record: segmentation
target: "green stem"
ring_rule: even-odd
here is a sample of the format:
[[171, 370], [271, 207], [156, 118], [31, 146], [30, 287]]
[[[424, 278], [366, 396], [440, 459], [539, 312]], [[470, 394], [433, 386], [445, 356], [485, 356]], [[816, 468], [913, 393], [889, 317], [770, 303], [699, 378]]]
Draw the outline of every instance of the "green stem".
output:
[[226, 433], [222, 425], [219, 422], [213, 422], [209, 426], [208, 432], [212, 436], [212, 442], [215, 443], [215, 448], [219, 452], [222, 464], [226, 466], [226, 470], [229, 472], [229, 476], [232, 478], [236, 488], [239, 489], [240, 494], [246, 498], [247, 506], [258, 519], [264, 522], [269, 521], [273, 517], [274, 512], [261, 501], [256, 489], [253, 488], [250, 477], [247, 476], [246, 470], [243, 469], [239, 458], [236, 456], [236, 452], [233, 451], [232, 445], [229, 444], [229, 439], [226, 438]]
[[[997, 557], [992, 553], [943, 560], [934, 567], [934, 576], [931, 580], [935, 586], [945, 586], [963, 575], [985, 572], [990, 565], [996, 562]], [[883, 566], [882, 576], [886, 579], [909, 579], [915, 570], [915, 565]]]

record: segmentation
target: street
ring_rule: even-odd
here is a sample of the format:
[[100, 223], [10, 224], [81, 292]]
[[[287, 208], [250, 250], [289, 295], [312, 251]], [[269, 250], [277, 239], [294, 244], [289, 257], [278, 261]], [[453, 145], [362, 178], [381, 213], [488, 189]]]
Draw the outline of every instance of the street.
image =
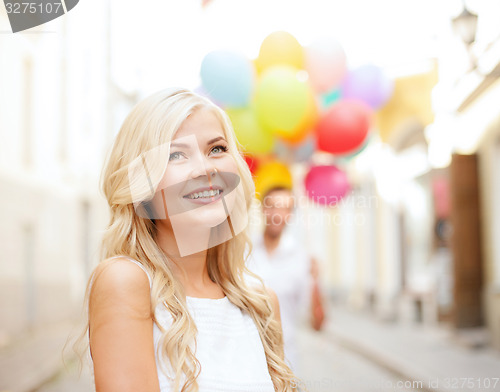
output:
[[331, 335], [303, 329], [298, 343], [303, 353], [299, 376], [309, 392], [418, 390], [405, 387], [412, 382], [344, 347]]
[[[406, 388], [410, 381], [365, 359], [349, 350], [326, 333], [311, 330], [299, 331], [299, 348], [303, 353], [300, 366], [299, 387], [309, 392], [371, 392], [371, 391], [416, 391]], [[398, 384], [399, 383], [399, 384]], [[400, 386], [402, 385], [402, 386]], [[304, 389], [304, 388], [301, 388]], [[422, 389], [420, 389], [422, 390]], [[90, 373], [84, 371], [78, 377], [78, 365], [72, 362], [67, 370], [37, 390], [37, 392], [91, 392], [94, 391]]]

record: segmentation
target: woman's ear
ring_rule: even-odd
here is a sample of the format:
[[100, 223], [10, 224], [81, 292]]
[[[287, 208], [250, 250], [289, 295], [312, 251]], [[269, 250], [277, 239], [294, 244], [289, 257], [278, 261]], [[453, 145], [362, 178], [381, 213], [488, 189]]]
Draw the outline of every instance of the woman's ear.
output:
[[137, 215], [142, 216], [143, 218], [150, 219], [154, 223], [154, 208], [151, 200], [146, 200], [141, 202], [136, 207]]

(About this exercise):
Repeat verbatim the line holding "target: woman's ear" and all lines after it, up to the end of the material.

(Expected answer):
target: woman's ear
ring_rule: even-odd
here is a sample of the format:
[[100, 223], [10, 224], [81, 292]]
[[[287, 208], [250, 250], [289, 295], [312, 251]], [[269, 250], [277, 239], [294, 244], [289, 257], [278, 261]], [[453, 145], [362, 178], [381, 213], [488, 189]]]
Draw the outline of every instance of the woman's ear.
output:
[[137, 215], [142, 216], [143, 218], [150, 219], [154, 223], [154, 208], [151, 200], [146, 200], [141, 202], [136, 207]]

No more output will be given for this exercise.